***** PROVIDED TEXT

HEWITT: You just used the right word. He's a solid, stable guy, as is Tonette Walker, the first lady of Wisconsin. I'm sure that they took a look at the numbers. And you know, he doesn't have term limits in Wisconsin, so he can run for a third term. He's a very good governor, very accomplished. He's a very young man. I call him the Harry Potter in the race because everyone keeps killing him off, and he keeps coming back from the dead.

Scott Walker's got a long and very useful life in American politics ahead. So he gracefully exits stage right. I look to other candidates now to study that example and say, When have I spent enough time on the stage and the cards aren't falling my way?


HANNITY: Let's be honest here. Lindsey Graham needs to get out of this race. George Pataki needs to get out of the race, and maybe a few others. I won't mention any more names. To me, it's frustrating. You had 11 people on the stage. And I felt the questions were too, Well, this person said this about you. You know, it was sort of WWE wrestling a little bit.

But the candidates did get into substance. I liked that part of the debate a lot.

HEWITT: I think it was the most foreign policy national security- centric debate in the last 30 years. And I'm very proud of that, that we shaped that. But I will say this...

HANNITY: I'm still mad about it.


HANNITY: You're taking this like a -- I wanted more Hugh Hewitt!  That's a compliment!

HEWITT: You're very kind, Sean. And I look forward to having more touches (ph) the next time around. But I'll tell you this. What matters most is that the field get down to the serious people who have a path to the nomination.

I had Donald Trump on my radio show today. We spent 20 minutes with Donald talking about global warming, talking about what if Pakistan becomes unstable. As soon as we get to the top five or six, and I think that'll happen over the next six to eight weeks, there are going to be long, sustained conversations...

**********

• WHAT TO WORK ON: Extend the transcript about Scott Walker's exit and the crowded debate field, picking up after its last line.

***** MATERIAL

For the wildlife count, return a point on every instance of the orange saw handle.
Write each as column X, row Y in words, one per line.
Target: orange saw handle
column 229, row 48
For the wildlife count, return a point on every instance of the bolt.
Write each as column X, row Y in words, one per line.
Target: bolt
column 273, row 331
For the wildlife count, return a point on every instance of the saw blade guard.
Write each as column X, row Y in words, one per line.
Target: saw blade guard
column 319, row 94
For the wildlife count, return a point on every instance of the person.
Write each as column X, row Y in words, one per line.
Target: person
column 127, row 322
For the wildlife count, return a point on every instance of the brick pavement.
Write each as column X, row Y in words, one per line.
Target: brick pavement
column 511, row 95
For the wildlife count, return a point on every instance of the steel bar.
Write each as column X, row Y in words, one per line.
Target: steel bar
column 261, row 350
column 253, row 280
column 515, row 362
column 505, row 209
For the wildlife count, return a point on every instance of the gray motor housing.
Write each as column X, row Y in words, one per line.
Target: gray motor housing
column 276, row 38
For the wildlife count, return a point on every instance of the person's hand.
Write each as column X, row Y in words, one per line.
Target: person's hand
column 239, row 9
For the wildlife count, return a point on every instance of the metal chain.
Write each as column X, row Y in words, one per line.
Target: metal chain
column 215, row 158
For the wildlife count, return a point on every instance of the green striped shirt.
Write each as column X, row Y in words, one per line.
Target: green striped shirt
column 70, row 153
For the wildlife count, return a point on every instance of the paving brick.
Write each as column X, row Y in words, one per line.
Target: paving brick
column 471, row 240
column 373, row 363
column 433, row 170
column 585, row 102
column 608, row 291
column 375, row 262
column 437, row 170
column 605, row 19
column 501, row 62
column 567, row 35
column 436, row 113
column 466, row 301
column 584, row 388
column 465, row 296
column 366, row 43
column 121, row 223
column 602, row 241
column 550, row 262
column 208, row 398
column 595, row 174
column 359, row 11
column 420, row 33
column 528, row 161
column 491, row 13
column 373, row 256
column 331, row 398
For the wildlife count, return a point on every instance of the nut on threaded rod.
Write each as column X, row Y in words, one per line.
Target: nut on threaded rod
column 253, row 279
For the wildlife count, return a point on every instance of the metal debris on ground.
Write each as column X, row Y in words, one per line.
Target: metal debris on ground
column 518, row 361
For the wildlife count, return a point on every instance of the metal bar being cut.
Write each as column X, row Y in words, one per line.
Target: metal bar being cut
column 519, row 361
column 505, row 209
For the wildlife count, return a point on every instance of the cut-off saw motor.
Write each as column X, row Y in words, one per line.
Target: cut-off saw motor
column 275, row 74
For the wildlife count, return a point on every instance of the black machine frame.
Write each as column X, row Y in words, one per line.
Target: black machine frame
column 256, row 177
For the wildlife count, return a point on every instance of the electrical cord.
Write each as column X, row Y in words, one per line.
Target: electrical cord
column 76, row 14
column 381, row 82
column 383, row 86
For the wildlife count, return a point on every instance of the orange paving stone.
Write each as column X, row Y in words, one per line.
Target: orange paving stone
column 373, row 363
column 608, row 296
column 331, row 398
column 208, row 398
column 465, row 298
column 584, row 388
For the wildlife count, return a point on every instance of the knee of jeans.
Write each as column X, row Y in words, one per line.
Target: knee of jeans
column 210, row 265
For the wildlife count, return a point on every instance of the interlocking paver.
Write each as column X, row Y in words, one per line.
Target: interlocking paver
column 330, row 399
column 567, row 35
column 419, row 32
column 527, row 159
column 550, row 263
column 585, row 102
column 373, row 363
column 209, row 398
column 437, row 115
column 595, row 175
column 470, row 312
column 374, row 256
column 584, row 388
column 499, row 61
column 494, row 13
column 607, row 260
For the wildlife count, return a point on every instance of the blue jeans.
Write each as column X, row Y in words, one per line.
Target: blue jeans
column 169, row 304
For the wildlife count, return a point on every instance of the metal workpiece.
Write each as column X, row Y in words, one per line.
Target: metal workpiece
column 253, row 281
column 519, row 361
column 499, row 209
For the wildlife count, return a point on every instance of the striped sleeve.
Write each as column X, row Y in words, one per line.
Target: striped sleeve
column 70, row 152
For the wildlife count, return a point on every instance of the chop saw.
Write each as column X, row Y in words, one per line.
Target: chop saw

**********

• TASK ANSWER:
HANNITY: But you've had...

HEWITT: ... about the most important thing, which is beating Hillary.

HANNITY: I agree with that. You've had your issues with Donald Trump. How do you feel about him now?

HEWITT: Oh, I've always gotten along with him. You know, I've been called so many bad things by my teenagers when I wouldn't let them use the car that I'm used to anything.

And we had a great conversation tonight. He remains the best interview in America. I've said that for months now. If you lined up Tiger Woods, Oprah and Donald and said, Which one do you want to lead your show with every night for a week, I'd pick Donald Trump...

HANNITY: Yes, I would, too.

HEWITT: ... every single time.

HANNITY: I would, too.

HEWITT: No, wouldn't you? Yes.


HEWITT: He's the best interview.

HANNITY: Yes, and -- but I thought you guys had -- you've been somewhat critical of him.

What do you think of the issue of Ben Carson, who we just interviewed, and his comments about Islam or a Muslim president? And do you think it was fair for the media to jump on Donald on something that somebody in the audience is asking him? And people called my radio show that were saying that Donald really didn't really want to embarrass the guy.

HEWITT: Yes, let me go to the latter question first. I think that was a made-up controversy. I'm not even sure that guy is for real and wasn't a plant. And I also have been in a number of situations where I cannot hear, where I do not know what the question is. And you've been there, too. You don't know...


HANNITY: I've been there many times.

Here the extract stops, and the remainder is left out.